◆ WHAT TO DO
Every record must be repeated precisely as it stands.

Dataset entries:
- - - - - - -
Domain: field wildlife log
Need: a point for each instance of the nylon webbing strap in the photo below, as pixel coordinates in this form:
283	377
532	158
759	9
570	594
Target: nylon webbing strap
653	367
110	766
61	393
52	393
- - - - - - -
◆ WRITTEN ANSWER
Domain: field wildlife log
Need: a point for each instance of the nylon webbing strap in the photo below, as pixel coordinates in this form:
283	377
532	158
759	9
570	594
Target: nylon webbing strap
653	367
110	766
61	393
52	393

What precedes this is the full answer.